● Source document:
-=-=-

If you have sold or transferred all of your Ordinary Shares in the capital of the Company and, as a result, no longer hold any Ordinary Shares in the Company, please send this document as soon as possible to the purchaser or transferee, or to the person through whom the sale or transfer was effected for transmission to the purchaser or transferee. If you have sold only part of your holding of Ordinary Shares in the Company, you should retain the documents and consult the person through whom the sale was effected.
Pursuant to Article 52.2 of the Company's Articles of Association (the "Articles"), the Board has determined that the Annual General Meeting will be held wholly by means of an Electronic Facility (as defined in the Articles) namely by a live webcast. Full details are set out in the Letter from the Chairman. Shareholders will not be able to attend the meeting in person. Shareholders will not be able to vote during the meeting and should submit their votes in advance as described below.
The Board encourages Shareholders to vote electronically or to appoint the Chairman of the meeting as their proxy with their voting instructions. You may appoint a proxy online via www.signalshares.com. If shares are not held directly, Shareholders are encouraged to arrange for their nominee to vote on their behalf and appoint a proxy via the CREST system. To be valid, any form of proxy or other instrument appointing a proxy must be received by post or (during normal business hours only) by hand at the Company's Registrar, at the address shown on the form of proxy, or in the case of shares held through CREST, via the CREST system, or if submitting the proxy vote electronically, via the Registrar's website, by no later than 12.00 noon on Monday 1 November 2021.

-=-=-

[Source records]
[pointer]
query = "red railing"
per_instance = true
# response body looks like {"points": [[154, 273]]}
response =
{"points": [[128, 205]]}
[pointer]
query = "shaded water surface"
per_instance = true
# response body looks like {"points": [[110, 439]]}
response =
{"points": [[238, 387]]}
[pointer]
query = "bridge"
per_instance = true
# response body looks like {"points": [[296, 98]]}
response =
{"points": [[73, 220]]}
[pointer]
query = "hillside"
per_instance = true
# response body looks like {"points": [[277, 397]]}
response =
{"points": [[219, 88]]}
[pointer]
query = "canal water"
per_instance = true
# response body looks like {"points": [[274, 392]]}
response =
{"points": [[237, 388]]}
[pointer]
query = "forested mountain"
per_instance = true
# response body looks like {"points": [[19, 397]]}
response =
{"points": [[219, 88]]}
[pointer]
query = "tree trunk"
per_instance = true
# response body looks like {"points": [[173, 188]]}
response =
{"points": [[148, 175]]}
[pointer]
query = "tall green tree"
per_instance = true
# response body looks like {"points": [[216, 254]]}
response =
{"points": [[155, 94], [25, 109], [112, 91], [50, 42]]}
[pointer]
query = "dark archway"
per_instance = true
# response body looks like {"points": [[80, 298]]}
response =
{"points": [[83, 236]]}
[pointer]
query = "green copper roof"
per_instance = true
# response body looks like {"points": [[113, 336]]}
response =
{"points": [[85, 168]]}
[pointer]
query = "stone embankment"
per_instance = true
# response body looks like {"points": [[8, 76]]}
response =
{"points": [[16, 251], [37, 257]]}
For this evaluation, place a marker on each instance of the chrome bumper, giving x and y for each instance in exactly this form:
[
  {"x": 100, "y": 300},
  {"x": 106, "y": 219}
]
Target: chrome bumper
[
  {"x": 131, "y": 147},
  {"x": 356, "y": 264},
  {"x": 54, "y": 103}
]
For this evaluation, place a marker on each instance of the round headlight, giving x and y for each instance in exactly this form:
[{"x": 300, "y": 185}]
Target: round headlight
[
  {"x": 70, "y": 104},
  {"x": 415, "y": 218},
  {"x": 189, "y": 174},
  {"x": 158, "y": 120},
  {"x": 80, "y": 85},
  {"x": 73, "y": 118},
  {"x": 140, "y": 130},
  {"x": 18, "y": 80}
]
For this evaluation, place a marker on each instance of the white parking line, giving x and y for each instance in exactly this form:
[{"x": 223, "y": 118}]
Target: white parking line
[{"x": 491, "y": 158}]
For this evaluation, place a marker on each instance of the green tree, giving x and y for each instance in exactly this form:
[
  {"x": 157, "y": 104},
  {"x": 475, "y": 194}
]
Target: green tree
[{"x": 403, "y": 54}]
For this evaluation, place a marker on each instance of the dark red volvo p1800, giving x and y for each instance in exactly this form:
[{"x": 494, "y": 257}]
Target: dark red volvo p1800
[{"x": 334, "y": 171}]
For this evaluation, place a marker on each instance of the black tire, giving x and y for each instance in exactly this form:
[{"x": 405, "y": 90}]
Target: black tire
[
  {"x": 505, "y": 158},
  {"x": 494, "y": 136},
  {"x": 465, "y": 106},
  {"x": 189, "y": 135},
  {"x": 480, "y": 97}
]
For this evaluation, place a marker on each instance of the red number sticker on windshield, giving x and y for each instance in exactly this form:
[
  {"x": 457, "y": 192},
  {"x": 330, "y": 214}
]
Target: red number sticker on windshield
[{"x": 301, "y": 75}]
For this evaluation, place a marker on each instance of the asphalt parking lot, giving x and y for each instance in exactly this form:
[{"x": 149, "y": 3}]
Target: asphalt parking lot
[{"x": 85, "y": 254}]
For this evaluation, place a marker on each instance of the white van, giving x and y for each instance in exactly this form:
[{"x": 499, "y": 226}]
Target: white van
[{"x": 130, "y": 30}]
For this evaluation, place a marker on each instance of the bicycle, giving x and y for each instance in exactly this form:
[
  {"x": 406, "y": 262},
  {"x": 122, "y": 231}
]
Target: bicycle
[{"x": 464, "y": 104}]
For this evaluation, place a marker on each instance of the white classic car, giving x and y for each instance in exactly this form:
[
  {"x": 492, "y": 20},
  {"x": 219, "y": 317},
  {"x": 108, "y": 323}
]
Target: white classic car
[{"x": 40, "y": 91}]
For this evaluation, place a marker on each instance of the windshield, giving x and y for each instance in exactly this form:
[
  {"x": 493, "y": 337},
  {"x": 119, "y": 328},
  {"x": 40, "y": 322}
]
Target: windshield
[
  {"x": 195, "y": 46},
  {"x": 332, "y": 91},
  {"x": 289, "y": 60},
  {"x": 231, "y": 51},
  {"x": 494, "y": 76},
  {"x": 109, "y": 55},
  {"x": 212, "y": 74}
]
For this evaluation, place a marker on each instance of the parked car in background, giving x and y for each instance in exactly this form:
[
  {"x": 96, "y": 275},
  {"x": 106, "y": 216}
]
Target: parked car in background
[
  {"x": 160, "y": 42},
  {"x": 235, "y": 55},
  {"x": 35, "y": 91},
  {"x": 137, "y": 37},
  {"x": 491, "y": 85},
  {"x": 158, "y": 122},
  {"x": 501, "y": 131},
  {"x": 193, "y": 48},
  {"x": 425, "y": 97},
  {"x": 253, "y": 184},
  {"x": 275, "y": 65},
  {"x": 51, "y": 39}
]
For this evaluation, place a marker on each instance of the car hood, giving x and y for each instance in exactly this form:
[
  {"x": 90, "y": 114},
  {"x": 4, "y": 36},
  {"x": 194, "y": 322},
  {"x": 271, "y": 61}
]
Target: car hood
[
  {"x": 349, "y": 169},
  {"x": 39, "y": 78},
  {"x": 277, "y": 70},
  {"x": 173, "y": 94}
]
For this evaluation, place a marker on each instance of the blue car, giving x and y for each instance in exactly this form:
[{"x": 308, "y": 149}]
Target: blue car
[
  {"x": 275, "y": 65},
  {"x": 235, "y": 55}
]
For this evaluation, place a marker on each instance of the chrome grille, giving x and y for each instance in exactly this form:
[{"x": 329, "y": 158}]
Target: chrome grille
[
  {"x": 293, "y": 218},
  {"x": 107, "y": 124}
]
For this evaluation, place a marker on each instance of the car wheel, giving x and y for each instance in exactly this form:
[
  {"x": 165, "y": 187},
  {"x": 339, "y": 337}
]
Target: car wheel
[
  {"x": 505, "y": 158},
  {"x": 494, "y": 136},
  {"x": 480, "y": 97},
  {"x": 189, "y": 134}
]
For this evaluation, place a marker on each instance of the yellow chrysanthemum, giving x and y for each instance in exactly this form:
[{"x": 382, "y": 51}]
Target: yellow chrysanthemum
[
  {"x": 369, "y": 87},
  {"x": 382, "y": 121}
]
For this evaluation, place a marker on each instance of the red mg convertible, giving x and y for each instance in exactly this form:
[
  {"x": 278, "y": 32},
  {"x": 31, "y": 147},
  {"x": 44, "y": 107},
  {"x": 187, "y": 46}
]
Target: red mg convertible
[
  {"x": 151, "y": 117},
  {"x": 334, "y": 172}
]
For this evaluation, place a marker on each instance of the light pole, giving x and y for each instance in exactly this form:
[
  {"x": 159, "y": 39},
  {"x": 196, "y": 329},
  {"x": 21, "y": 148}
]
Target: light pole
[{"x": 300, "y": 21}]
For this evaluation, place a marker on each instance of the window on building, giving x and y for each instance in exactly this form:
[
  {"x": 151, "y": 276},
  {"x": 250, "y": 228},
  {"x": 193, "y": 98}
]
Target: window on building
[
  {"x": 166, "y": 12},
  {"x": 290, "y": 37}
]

-=-=-

● Task requirements: According to the meeting notice, why must Shareholders submit their votes before the Annual General Meeting?

● Response to the task: Under Article 52.2 of the Articles, the Board has decided to hold the Annual General Meeting entirely through an Electronic Facility, namely a live webcast. Shareholders therefore cannot attend in person and will not be able to vote during the meeting, so their votes must be submitted in advance.